:: Entries provided ::

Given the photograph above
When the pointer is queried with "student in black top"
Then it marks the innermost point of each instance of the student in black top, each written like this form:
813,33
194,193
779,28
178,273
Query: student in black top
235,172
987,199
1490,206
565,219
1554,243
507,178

:::

▶ _Aim of the exercise_: What you return should match the entries above exactly.

▶ _Output for this exercise_:
Given the photograph above
When the pointer is queried with "student in black top"
Then it marks the innermost point of each instance of the student in black top, each written like this form:
813,33
194,193
779,28
178,273
Query: student in black top
235,172
987,199
1490,206
565,219
1554,243
507,178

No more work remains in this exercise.